Excerpted passage:
But most of the schemes featured in the BVA’s infographic allow the confinement systems that impede the normal behavioural repertoire of farrowing sows. Use of the farrowing crate for four to five weeks in the peripartutient period prevents foraging and nest making in farrowing sows which can lead to stress, frustration and stereotypic behaviours. To facilitate normal behaviours in pigs, and the opportunity to live a “life worth living” of “a good life”, we can provide them with a constant supply of manipulable materials and toys, fibrous foods, deep substrate for rooting and the space to move around in their environment and perform synchronous lying behaviours (Mullar et al., 2011).
Supporters of farrowing crate systems argue that this pen infrastructure was designed to reduce laid-on piglet mortality, and coupled with genetic selection of sows for litter size, represents a highly efficient pig production system. However, genetic selection for maternal behaviours (Andersen et al., 2005) and slightly smaller litter sizes of larger piglets can improve survivability of piglets in free-farrowing systems and can facilitate normal behaviours in commercial production.
Most of the schemes in the infographic allow the confinement systems that impede normal behavioural repertoire of laying hens. The laying hen is a distant relative of the red jungle fowl and they share the same behavioural repertoire, including roosting at night and foraging on the floor during the day. Hens that cannot perform these behaviours in commercial environments will suffer.
Use of the enriched colony cage for the productive lifetime of commercial hens impedes the performance of locomotion, exploring, dust bathing, foraging, wing flapping and stretching, which can lead them to “sham” behaviours and feather pecking. Caged systems also fail to provide a variety of resources that individuals can choose to use: for example, the provision of wholegrains and forage crops, complex structures to explore, a variety of dust baths and access to woodland. Therefore, the enriched cage is not compatible with our aim to provide “good life” opportunities for hens.

The data:

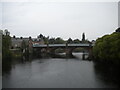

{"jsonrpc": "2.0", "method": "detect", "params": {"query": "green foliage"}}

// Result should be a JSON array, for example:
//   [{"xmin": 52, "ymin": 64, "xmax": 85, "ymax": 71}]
[{"xmin": 93, "ymin": 32, "xmax": 120, "ymax": 64}]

What to do: Pull out everything from "Most of the schemes in" down to "environments will suffer." in the passage on farm animal welfare, word for word. The listing isn't needed for this.

Answer to this task:
Most of the schemes in the infographic allow the confinement systems that impede normal behavioural repertoire of laying hens. The laying hen is a distant relative of the red jungle fowl and they share the same behavioural repertoire, including roosting at night and foraging on the floor during the day. Hens that cannot perform these behaviours in commercial environments will suffer.